INSTRUCTIONS TO FOLLOW
Copy the lines of the listing below word for word, from its beginning up to and including the line with "negative clicks: (140, 50)". Leave out the pictures.

-- Opening Marker --

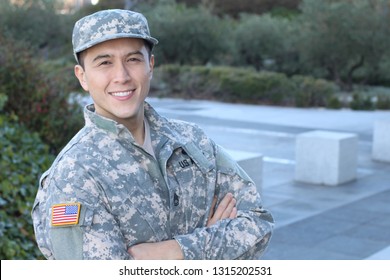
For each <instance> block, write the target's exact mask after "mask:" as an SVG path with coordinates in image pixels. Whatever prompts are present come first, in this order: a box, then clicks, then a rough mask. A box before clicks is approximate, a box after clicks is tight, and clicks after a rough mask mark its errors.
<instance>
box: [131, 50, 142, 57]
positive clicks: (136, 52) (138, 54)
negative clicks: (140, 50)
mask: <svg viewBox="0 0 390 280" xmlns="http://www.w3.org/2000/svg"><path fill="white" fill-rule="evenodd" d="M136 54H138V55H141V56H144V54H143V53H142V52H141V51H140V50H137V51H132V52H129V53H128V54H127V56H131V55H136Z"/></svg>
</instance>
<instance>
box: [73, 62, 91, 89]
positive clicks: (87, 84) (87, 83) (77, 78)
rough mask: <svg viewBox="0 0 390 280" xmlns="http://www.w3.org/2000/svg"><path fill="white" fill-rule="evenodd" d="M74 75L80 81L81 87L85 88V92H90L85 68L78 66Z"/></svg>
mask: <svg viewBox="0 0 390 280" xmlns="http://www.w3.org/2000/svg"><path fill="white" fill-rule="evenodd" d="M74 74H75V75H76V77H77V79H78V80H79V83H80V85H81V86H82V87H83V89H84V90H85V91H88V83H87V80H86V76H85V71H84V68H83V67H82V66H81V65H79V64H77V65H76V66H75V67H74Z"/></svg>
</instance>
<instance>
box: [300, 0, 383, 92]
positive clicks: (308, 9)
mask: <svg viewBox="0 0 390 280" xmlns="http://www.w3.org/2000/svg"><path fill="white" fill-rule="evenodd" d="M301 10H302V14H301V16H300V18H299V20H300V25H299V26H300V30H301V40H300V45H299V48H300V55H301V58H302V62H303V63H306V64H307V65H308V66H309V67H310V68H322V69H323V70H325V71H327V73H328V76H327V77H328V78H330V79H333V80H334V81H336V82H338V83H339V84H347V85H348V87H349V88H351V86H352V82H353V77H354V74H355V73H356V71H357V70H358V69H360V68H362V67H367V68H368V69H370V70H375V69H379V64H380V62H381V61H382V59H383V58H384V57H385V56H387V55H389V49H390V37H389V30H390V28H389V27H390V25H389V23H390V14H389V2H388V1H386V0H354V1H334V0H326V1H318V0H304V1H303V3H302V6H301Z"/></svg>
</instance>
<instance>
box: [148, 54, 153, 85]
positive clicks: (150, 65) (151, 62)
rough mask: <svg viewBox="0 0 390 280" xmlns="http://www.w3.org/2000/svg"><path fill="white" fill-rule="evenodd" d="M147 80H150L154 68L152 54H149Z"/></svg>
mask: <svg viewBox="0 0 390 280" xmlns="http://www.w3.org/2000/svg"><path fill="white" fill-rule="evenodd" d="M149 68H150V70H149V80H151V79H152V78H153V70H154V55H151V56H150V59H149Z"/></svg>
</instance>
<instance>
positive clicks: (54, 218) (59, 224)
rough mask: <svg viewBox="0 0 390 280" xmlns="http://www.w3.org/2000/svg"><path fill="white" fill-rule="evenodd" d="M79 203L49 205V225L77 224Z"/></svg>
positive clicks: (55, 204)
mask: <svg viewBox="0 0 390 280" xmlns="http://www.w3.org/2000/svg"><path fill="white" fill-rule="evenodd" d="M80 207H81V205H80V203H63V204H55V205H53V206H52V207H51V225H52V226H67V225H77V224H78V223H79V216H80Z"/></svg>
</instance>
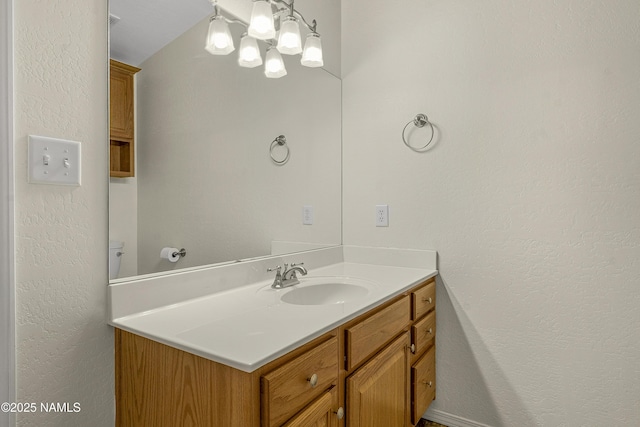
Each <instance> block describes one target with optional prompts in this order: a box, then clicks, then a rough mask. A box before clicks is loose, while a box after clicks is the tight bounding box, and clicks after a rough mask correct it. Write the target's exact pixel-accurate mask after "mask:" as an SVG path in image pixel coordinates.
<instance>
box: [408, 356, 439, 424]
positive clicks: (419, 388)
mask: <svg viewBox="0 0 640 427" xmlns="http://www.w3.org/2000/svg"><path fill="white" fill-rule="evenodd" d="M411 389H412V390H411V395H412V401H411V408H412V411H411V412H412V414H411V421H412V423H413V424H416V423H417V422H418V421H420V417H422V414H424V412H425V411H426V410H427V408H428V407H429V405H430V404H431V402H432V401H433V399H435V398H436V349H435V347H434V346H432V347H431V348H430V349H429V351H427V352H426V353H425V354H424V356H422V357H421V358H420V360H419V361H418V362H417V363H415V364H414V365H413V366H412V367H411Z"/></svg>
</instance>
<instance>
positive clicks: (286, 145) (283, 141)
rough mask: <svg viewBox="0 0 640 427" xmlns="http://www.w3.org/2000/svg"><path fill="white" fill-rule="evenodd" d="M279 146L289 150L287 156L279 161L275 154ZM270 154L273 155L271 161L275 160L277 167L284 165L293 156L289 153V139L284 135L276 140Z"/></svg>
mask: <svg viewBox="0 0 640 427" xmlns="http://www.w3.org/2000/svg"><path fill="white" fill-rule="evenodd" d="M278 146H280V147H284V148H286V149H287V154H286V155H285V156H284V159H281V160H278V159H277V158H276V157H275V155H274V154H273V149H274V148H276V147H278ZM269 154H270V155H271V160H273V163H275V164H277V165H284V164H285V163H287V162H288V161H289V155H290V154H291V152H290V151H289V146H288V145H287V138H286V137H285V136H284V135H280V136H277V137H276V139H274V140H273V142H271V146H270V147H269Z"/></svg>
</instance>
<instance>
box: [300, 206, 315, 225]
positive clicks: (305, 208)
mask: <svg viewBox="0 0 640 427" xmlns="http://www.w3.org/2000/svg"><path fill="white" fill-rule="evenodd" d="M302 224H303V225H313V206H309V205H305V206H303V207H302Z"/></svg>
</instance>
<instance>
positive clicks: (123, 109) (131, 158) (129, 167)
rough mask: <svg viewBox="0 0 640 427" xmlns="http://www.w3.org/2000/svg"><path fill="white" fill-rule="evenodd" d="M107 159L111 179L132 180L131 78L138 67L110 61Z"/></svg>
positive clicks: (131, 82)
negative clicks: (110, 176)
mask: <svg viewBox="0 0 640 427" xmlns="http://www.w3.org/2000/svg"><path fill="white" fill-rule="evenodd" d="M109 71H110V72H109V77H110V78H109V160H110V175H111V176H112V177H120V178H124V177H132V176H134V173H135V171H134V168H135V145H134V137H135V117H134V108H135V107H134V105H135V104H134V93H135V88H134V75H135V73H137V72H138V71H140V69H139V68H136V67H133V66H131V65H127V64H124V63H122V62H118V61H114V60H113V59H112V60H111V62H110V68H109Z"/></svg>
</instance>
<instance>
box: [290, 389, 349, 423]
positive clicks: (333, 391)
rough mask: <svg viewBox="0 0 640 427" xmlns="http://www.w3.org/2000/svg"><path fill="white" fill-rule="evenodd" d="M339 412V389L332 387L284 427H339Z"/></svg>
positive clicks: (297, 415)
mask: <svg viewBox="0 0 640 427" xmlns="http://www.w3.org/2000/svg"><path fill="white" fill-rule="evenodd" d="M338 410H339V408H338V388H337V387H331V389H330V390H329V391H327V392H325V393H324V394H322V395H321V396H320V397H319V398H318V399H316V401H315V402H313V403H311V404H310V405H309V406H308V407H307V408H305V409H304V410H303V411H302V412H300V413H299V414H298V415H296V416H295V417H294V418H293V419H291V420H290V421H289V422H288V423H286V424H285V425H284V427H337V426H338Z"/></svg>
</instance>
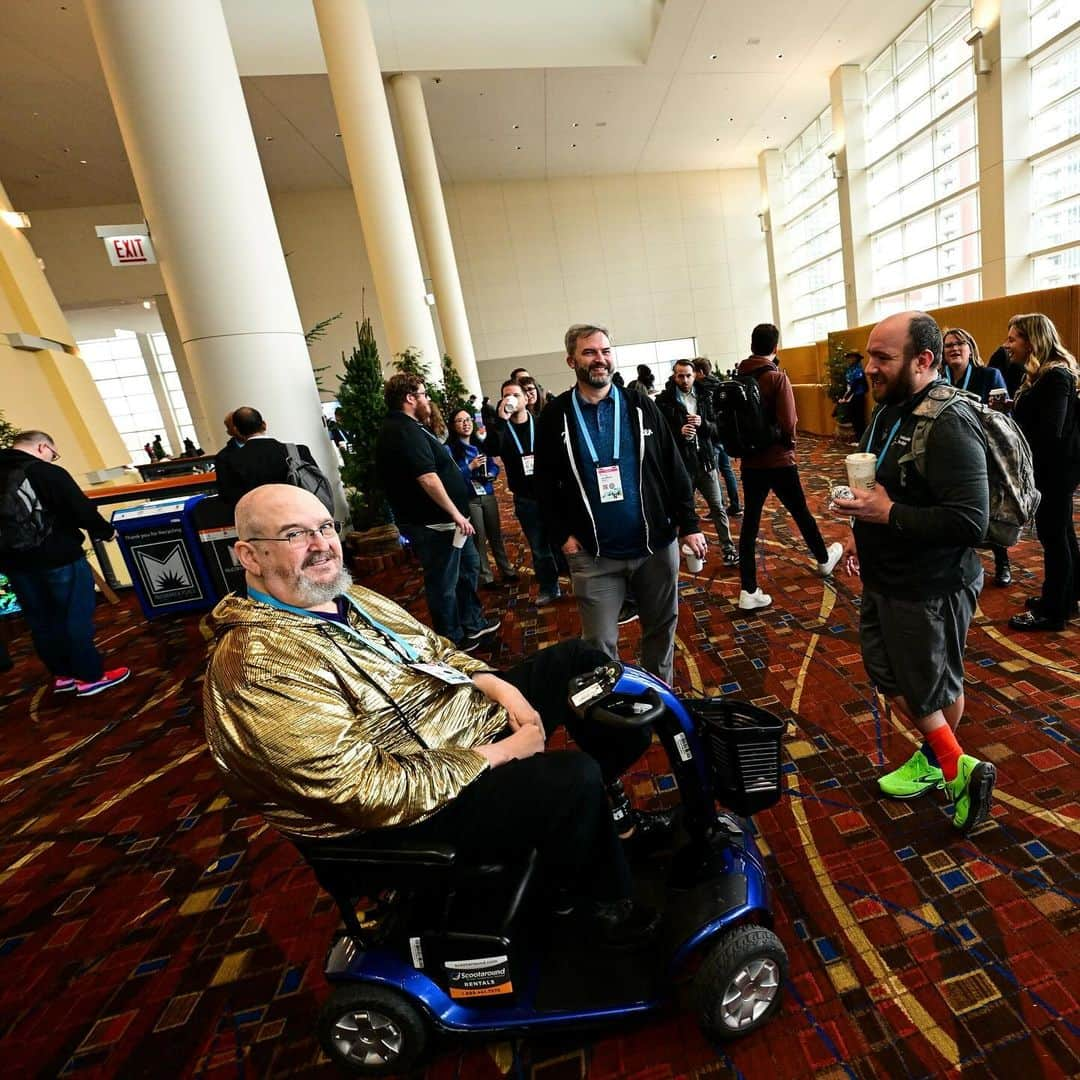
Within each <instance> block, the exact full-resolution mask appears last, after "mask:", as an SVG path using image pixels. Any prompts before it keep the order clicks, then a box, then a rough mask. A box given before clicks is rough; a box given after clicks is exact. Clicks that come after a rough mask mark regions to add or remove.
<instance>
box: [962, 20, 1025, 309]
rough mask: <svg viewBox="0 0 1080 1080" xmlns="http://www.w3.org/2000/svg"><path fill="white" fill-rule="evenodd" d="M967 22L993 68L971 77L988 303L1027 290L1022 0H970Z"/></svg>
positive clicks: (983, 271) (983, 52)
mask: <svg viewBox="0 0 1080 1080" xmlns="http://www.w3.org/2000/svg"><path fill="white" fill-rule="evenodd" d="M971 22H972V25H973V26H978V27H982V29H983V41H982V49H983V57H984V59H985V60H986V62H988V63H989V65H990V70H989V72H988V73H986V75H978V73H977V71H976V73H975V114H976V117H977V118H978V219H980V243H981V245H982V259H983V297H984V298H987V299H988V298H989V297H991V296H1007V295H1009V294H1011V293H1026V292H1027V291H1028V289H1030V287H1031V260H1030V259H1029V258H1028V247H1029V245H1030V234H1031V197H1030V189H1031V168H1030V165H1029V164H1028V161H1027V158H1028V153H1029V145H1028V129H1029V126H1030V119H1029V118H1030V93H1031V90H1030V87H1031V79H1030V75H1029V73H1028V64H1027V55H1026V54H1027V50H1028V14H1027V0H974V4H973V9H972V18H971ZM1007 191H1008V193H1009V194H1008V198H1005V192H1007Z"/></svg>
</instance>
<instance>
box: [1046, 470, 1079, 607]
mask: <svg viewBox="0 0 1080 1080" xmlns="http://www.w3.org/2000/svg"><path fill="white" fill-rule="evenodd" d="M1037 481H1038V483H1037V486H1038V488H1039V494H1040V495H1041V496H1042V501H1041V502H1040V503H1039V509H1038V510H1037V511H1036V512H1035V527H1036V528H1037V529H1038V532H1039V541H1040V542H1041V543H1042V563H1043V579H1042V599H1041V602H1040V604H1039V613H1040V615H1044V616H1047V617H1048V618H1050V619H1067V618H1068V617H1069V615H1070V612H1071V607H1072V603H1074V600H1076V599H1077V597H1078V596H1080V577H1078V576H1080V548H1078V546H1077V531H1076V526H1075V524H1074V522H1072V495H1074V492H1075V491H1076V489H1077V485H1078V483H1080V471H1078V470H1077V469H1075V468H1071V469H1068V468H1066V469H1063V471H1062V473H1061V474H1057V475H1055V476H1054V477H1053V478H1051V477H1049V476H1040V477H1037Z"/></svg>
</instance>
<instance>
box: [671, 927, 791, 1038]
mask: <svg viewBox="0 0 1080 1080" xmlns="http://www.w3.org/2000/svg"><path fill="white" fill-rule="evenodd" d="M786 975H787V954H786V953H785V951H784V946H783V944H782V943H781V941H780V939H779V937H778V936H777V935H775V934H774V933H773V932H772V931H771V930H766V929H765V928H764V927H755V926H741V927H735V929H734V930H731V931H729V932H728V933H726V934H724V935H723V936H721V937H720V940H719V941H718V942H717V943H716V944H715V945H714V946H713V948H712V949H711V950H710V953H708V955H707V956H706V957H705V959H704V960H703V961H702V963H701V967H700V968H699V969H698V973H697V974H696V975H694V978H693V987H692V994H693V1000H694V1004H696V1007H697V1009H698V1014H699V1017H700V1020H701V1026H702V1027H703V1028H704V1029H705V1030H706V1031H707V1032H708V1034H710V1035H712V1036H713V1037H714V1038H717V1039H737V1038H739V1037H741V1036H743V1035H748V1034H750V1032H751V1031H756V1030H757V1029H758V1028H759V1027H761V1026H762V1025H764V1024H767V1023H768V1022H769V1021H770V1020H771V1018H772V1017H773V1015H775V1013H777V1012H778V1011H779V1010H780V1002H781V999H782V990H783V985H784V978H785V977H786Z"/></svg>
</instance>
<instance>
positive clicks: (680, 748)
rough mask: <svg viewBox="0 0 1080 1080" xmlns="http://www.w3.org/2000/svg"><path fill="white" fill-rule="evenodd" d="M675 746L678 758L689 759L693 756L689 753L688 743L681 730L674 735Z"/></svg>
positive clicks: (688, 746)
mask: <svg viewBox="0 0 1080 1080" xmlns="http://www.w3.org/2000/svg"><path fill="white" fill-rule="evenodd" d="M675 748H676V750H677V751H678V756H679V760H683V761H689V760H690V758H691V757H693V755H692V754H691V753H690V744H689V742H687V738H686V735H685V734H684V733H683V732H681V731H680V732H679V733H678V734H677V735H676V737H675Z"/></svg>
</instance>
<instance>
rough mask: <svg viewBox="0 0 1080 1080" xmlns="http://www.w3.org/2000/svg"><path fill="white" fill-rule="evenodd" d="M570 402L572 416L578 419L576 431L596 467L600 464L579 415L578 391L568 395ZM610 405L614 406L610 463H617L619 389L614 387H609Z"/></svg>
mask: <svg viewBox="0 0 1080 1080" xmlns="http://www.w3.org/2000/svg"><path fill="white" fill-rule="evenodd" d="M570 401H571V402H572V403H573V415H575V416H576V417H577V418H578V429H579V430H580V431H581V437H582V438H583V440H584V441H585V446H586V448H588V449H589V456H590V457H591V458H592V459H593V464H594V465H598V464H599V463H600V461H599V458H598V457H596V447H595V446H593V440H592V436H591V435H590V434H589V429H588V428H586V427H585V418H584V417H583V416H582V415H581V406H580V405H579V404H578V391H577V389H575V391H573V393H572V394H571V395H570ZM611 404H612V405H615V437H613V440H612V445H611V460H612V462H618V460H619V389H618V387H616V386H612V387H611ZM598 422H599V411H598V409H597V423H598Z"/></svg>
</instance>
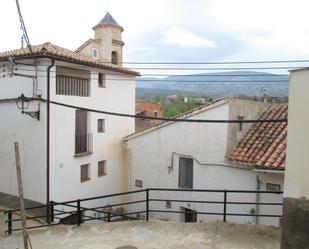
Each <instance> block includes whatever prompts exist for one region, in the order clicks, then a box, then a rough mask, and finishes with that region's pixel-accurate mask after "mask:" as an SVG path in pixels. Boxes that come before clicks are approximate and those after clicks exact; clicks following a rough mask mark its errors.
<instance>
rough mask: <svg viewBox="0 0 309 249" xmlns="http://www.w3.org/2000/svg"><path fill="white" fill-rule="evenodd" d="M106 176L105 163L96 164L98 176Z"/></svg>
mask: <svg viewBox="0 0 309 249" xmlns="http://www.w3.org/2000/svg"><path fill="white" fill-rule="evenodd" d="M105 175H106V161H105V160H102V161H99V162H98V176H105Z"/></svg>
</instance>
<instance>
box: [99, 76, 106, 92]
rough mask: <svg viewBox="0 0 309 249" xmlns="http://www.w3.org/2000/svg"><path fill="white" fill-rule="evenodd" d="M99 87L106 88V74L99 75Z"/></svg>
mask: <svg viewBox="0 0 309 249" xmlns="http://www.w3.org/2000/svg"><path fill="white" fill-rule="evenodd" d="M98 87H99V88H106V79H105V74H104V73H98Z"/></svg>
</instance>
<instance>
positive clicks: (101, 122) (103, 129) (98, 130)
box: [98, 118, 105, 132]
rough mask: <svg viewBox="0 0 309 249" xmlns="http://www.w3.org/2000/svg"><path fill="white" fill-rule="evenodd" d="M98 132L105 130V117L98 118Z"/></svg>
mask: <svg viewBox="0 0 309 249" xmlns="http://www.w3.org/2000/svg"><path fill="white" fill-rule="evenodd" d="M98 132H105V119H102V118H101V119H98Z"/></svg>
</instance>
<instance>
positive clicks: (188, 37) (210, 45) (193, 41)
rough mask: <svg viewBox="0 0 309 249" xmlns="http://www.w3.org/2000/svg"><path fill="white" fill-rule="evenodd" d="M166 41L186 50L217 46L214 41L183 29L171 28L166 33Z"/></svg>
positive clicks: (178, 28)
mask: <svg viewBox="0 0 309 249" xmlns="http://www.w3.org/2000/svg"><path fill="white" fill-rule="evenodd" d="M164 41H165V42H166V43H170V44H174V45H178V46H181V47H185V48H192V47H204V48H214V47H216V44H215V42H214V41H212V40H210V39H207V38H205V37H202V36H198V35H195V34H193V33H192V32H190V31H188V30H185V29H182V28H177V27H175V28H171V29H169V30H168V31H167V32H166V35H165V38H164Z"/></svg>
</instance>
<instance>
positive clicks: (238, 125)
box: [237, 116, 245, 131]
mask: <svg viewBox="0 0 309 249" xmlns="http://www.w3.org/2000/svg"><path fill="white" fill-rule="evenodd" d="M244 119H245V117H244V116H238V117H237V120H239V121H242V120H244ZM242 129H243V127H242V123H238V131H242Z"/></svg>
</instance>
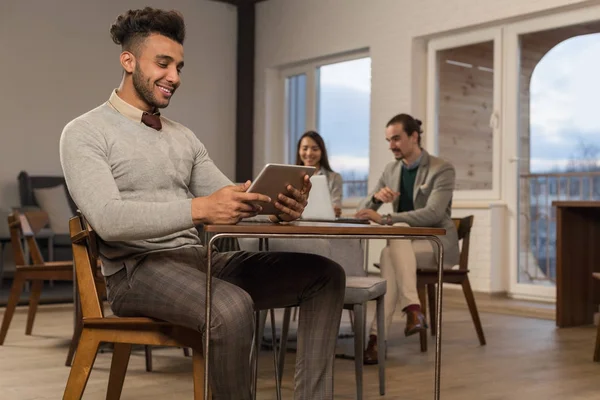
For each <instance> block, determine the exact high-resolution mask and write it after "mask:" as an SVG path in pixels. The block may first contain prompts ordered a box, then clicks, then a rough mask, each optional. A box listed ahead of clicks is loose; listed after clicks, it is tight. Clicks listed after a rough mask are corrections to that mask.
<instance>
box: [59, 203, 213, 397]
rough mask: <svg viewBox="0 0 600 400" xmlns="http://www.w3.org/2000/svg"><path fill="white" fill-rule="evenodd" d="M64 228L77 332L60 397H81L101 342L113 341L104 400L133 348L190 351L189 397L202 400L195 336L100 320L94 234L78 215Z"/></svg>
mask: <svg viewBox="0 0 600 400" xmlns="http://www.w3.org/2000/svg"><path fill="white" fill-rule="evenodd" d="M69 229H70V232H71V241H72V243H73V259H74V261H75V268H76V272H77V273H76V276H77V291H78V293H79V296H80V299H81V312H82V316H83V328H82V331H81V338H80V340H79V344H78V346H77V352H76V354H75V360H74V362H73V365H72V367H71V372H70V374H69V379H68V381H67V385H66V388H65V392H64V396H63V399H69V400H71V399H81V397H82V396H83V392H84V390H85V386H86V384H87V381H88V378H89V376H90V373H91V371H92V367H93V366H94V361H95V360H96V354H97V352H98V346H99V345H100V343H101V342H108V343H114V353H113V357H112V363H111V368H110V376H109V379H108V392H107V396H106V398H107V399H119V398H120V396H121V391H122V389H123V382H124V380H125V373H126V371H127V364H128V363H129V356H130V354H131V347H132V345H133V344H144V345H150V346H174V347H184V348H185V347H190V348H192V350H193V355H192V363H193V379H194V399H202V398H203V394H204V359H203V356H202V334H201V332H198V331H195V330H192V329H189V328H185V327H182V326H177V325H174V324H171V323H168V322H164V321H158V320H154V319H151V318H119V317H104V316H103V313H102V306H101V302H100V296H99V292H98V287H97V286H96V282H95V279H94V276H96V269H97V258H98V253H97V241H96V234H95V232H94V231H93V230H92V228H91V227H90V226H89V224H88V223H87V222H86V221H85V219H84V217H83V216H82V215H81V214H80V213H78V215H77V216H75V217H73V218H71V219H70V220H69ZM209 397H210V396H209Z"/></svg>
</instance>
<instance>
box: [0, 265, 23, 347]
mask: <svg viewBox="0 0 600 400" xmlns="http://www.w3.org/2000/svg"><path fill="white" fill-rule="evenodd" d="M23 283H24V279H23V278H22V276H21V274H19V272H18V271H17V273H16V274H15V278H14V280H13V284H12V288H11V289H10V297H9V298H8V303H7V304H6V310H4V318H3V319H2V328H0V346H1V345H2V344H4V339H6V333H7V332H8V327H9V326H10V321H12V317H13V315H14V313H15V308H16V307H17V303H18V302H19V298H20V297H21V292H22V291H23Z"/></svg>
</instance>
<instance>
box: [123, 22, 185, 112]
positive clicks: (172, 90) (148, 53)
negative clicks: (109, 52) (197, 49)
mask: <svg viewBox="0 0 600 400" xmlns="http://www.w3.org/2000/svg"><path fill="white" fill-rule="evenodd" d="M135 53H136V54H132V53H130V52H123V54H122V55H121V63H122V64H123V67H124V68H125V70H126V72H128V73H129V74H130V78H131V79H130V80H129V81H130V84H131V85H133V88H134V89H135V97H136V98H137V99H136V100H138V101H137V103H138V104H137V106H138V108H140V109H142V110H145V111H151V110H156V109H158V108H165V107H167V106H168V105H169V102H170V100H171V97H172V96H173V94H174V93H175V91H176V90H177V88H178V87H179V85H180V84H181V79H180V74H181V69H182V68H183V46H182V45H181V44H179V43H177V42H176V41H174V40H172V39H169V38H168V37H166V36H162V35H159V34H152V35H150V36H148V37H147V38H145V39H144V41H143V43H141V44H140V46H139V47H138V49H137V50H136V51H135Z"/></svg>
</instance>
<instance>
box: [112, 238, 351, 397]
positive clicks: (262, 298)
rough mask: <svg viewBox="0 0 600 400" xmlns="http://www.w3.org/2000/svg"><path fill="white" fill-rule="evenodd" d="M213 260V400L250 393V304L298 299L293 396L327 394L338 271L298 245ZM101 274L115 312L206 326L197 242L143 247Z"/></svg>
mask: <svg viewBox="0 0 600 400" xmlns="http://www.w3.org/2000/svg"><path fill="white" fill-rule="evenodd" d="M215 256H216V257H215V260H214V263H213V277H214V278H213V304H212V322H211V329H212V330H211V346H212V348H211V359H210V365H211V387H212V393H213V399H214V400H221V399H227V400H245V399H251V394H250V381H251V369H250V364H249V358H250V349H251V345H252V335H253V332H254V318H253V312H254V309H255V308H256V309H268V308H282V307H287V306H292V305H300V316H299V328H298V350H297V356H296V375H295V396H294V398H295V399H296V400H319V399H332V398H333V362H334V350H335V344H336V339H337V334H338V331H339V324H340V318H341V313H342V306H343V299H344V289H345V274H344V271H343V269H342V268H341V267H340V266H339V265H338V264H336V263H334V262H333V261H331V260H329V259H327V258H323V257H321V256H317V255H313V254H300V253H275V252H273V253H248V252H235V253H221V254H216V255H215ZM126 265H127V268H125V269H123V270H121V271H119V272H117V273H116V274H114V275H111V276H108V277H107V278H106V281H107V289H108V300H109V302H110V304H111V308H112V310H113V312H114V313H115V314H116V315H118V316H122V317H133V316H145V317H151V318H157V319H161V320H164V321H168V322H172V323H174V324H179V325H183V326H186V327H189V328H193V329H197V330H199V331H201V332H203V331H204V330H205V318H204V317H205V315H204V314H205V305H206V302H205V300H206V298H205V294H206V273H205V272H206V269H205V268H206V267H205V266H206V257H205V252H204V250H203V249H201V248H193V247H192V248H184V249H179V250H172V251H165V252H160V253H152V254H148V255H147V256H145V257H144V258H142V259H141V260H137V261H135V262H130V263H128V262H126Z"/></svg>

-- Closing Marker --

EXERCISE ANSWER
For each <instance> block, write the target's exact mask after "mask:" as an SVG path with coordinates in image pixels. Whatever prompts are present come first, in this order: a box, then clicks, then a rough mask. A box before clicks is approximate, a box after clicks is tight, and clicks after a rough mask mark its errors.
<instance>
box: [131, 50, 142, 57]
positive clicks: (136, 52) (138, 54)
negative clicks: (140, 50)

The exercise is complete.